### To be done
**a.** Please answer these from the headerless website rendering thread:
(i) Which two browser engines are named?
(ii) What did the customer who wanted headerless execution of Javascript get told?
(iii) In what does the writer render screenshots of webpages?
**b.** Please extend the headerless website rendering thread, picking up right after its last line.

### Excerpt provided
+ + + +

[GRLUG] Headerless website rendering

Wed Jun 3 14:45:50 EDT 2009

Thanks, that does clear it up. I can also see now how that would be useful.

On Wed, Jun 3, 2009 at 1:33 PM, Ben DeMott <ben.demott at gmail.com> wrote:

> Hey Ben,
> Imagine opening your browser, installing WebDeveloper Plugin, visiting a
> page, and clicking "View Generated Source" and saving it to a text file.
> This is what I am doing server-side with no browser or client involved,
> completely from the execution of a program.
>
> Let me be more specific, I'm not talking about server-side ECMA script
> execution, I'm talking about Emulating a Browser Engine - Server side
> programatically.
> It is pretty difficult to simulate the exact manner in which your browser
> renders, displays, arranges, re-orders, event listens, parses the DOM when
> received from a server not to mention how your browser handles redirects,
> forwards, headers, meta tags - on and on.
>
> It would (In my opinion) be a bad idea for me to attempt to replicate the
> behavior of a Browser in any fashion by attempting to execute Javascript /
> ECMA script server side.  If you could for example get a Javascript (jquery)
> library to act upon a DOM server-side or you know of a way I would be very
> interested to know about it.
>
> In addition when you interact and execute Javascript using a Browser engine
> (Gecko, or Webkit) you have programmatic access to the execution,
> callbacks/events, the dom itself, and lots of other stuff that you normally
> wouldn't by just running server-side Javascript.
>
> The more interesting part of this was to actually render screenshots of
> webpages as a browser does in a Virtual Framebuffer.
>
> Believe it or not, I'm using this code now for debugging purposes in my
> web-development and the possabilities are endless :)
>
> I hope this better explains what I am doing...
>
>
> On Wed, Jun 3, 2009 at 1:12 PM, Ben Rousch <brousch at gmail.com> wrote:
>
>> On Wed, Jun 3, 2009 at 12:48 PM, Ben DeMott <ben.demott at gmail.com> wrote:
>>
>>> For those that might be interested ...
>>>
>>> Recently for work I told a customer that wanted headerless execution
>>> (server side) of Javascript that I "Couldn't do it".
>>> Now over the last few years I've looked into the subject a few times,
>>> always being quite pessimistic about it.

+ + + +

### Material
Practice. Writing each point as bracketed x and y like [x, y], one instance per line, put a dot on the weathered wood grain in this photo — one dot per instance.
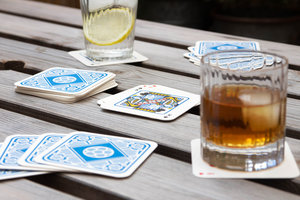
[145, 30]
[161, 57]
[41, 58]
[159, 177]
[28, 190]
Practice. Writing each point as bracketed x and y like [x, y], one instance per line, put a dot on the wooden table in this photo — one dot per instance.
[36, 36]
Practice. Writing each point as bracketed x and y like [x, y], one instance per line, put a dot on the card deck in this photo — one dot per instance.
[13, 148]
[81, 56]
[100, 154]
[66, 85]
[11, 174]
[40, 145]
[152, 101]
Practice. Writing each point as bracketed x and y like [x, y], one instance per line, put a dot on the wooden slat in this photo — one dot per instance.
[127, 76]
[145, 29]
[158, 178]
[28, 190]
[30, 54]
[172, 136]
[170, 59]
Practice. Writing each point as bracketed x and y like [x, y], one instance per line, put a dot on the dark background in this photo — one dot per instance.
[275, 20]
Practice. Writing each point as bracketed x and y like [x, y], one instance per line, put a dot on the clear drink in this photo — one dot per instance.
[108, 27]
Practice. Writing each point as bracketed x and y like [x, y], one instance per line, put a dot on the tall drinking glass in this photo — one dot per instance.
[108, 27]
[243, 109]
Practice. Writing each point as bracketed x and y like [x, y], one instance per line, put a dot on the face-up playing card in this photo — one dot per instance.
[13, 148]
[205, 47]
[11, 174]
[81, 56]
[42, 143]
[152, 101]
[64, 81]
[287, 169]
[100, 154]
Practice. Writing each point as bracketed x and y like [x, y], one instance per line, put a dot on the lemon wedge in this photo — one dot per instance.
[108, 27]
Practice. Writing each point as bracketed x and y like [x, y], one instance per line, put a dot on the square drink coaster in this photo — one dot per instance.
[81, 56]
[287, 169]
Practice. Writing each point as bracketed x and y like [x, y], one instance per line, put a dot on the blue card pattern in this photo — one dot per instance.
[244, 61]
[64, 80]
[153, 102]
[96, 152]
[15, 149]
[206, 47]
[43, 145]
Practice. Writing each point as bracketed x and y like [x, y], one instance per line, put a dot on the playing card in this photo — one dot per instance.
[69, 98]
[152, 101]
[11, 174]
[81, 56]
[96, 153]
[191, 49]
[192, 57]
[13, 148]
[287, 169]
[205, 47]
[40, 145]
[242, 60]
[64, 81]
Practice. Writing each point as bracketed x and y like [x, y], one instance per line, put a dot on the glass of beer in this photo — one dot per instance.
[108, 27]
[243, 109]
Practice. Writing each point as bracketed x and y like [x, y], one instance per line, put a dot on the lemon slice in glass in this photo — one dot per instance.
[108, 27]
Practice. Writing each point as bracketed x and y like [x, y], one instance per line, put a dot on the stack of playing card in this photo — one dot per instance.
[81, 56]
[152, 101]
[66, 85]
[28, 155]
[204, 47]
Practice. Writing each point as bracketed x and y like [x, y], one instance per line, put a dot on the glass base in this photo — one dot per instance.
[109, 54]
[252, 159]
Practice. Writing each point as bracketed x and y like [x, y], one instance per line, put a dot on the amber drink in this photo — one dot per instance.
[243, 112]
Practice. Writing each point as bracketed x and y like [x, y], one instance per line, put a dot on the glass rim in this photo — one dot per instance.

+ + + +

### Task-by-task results
**a.**
(i) Gecko and Webkit.
(ii) That it "Couldn't do it."
(iii) In a Virtual Framebuffer.

**b.**
>>>
>>> Over the last year I've been doing iPhone development and using the
>>> WebKit API - Using the Cocoa api you can "headerlessly" execute a web page
>>> by just not drawing the display buffer to the screen.
>>> Awhile after this customer asked for completely programmtic headerless
>>> rendering I had some free time so I looked back into the issue.  Knowing
>>> that the WebKit api can be accessed in such a way for this to be
>>> "theoretically" possible I pushed on...
>>>
>>> And that is when I came across Nokia's API - the Qt ('cute') API has
>>> WebKit support amongst many other things, and actually after working with
>>> the iPhone SDK I feel pretty at home using it.
>>> It's an event driven api, written in C++ ...
>>>
>>> After researching the Qt library a bit, I found that it had Python
>>> bindings (even better) and it's most recent version supported a very modern
>>> version of WebKit similar to what Safari uses.
>>>
>>> I then started looking for a way of actually 'drawing' the webpage, I
>>> knew that if I could draw to a Frame Buffer I could probably programatically
>>> on a server save and render images of web pages.
>>>
>>> After quite a lot of work I came across the work of several other
>>> individuals that had used the same process involving Qt - Although the code
>>> was a bit poorly implemented.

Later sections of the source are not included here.